───── TESTO ─────

Il principale dovere di iniziativa è, per l’amministratore, provocare dunque con propria richiesta l’apertura di una procedura di insolvenza in presenza di due condizioni: a) quando viene a conoscenza dell’insolvenza o quando è presumibile in via ragionevole che lo sia; b) entro tre mesi dalla citata conoscenza, storica o presunta. Per strutturare tale dovere è prospettabile che il legislatore nazionale declini attraverso esemplificazioni o casi tassativi le condizioni in presenza delle quali la conoscenza dell’insolvenza è presunta. Mentre per la conoscenza diretta, il rinvio è alla nozione domestica della stessa, apparendo meno esigibile che la Proposta tolleri una specificazione normativa di conoscenza della insolvenza, entrambe le situazioni soggettive, peraltro, ben potrebbero essere recepite come tali, cioè nella propria originaria costruzione sintattica, dal legislatore nazionale, prestandosi esse già come clausole generali a concretizzarsi nella giurisprudenza e grazie all’alimentazione dottrinale. D’altronde l’art.38 par.2 secondo periodo (in materia di insolvenza della microimpresa) dopo averla definita (al primo periodo del par.) devolve agli Stati la scrittura delle condizioni di incapacità in generale di pagare i debiti alla scadenza, con ciò dimostrando che ove una proposizione non rimandi ad una esplicazione ben può essere trasposta come tale nell’ordinamento concorsuale nazionale.

───── RIGHE DI DATI ─────

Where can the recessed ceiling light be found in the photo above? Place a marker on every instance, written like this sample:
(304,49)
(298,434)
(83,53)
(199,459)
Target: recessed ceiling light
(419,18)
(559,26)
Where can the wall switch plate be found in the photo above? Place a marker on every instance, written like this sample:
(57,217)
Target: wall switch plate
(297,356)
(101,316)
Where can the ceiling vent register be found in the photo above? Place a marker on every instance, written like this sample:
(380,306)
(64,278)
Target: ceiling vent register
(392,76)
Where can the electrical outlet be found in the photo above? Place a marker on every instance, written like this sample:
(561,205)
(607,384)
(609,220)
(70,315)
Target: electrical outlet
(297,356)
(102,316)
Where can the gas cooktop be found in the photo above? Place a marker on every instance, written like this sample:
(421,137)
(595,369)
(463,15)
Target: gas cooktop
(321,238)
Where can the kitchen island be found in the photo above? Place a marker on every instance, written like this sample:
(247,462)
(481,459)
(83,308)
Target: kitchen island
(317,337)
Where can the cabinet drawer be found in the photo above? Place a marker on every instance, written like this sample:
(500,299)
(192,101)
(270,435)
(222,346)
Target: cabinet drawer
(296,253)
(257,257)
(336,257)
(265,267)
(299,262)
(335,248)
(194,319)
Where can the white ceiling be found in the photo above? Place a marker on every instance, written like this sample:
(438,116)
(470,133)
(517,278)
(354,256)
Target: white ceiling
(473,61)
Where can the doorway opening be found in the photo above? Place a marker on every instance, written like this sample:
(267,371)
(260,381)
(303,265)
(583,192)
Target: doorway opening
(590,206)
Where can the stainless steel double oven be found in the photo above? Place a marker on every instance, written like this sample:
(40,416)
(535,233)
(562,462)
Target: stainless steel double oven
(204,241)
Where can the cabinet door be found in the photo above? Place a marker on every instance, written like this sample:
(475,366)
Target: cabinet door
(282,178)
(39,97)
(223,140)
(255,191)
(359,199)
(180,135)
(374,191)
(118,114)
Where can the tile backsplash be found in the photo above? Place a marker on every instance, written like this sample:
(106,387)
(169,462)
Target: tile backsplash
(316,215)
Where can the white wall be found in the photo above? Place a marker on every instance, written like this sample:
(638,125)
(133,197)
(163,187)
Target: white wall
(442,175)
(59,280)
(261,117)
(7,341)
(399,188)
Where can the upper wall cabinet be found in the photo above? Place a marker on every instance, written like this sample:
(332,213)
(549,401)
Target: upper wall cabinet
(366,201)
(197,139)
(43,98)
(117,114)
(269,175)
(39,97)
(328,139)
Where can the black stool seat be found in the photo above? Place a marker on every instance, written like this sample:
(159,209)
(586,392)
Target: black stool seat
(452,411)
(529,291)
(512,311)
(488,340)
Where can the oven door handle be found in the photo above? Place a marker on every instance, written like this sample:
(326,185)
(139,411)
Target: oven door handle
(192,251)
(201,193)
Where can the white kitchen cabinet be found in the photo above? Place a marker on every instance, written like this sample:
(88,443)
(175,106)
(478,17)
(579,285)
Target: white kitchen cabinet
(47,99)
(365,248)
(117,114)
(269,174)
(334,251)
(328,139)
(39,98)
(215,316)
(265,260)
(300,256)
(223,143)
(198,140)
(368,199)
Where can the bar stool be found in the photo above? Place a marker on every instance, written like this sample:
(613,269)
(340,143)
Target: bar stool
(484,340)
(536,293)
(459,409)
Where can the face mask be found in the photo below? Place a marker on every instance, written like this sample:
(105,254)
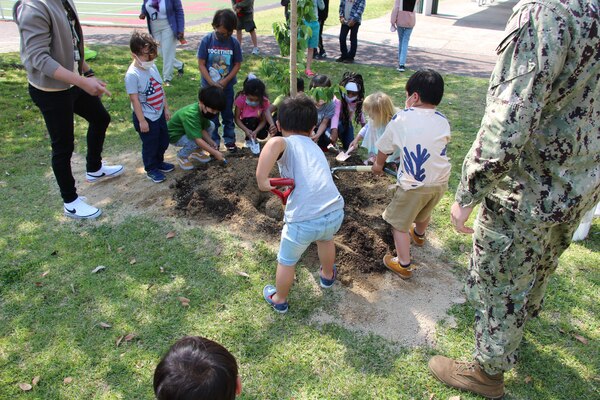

─────

COMPITO ASSEGNATO 1
Ricopia identiche le righe delle voci dalla riga con "Where can the black" fino alla fine delle voci, lasciando fuori le immagini.
COMPITO ASSEGNATO 2
Prosegui il testo sull'insolvenza dopo la sua ultima frase.
Il testo e le voci sono materiali distinti, senza legame fra loro.

RISPOSTA 1
Where can the black stool seat be found in the photo above? Place a marker on every instance, written like this sample:
(159,209)
(586,392)
Target: black stool seat
(452,411)
(529,291)
(512,311)
(488,340)
Where can the oven door handle be found in the photo above? Place a marker on every instance, written like this sample:
(326,185)
(139,411)
Target: oven door handle
(192,251)
(201,193)
Where can the white kitchen cabinet be found in the photo above? Place a marker on every instance, written like this sample:
(88,443)
(175,106)
(478,17)
(579,285)
Target: white kitchen cabinet
(47,99)
(365,248)
(117,114)
(269,174)
(334,251)
(328,139)
(39,98)
(215,316)
(265,260)
(300,256)
(223,143)
(198,140)
(368,199)
Where can the bar stool be found in the photo above? Place a marker on every instance, written like this sample:
(613,269)
(340,143)
Target: bar stool
(484,340)
(536,293)
(459,409)
Where can the face mask be found in the photo below? Place a marker on every instance, written like this sample:
(105,254)

RISPOSTA 2
Ci si può interrogare sul significato del trimestre dato all’amministratore per attivarsi. Fermo che tale dilazione è fissata nel massimo, potendo perciò gli Stati anticiparla o comunque rendere più severi i presupposti da cui scaturisce l’obbligo di iniziativa (così l’art.37 par.2), la sua violazione di per sé non integra una responsabilità civile ipso jure, almeno non nell’ambito dell’art.37, che infatti la collega alla produzione di danni, dunque ad un nesso causale per cui il pregiudizio ai creditori sia stato determinato proprio dall’inosservanza del citato dovere, così che appare difficile eludere il primo precetto. La sua previsione, tuttavia, potrebbe assumere un doppio significato: irrigidire i margini temporali di manovra degli amministratori del soggetto insolvente rispetto alle iniziative concorsuali assumibili e rendere problematica la scelta rispetto a strumenti domestici alternativi alle procedure di insolvenza e però fondati proprio su tale presupposto, come in Italia – tra gli altri – dai tradizionali concordati preventivi e accordi di ristrutturazione dei debiti.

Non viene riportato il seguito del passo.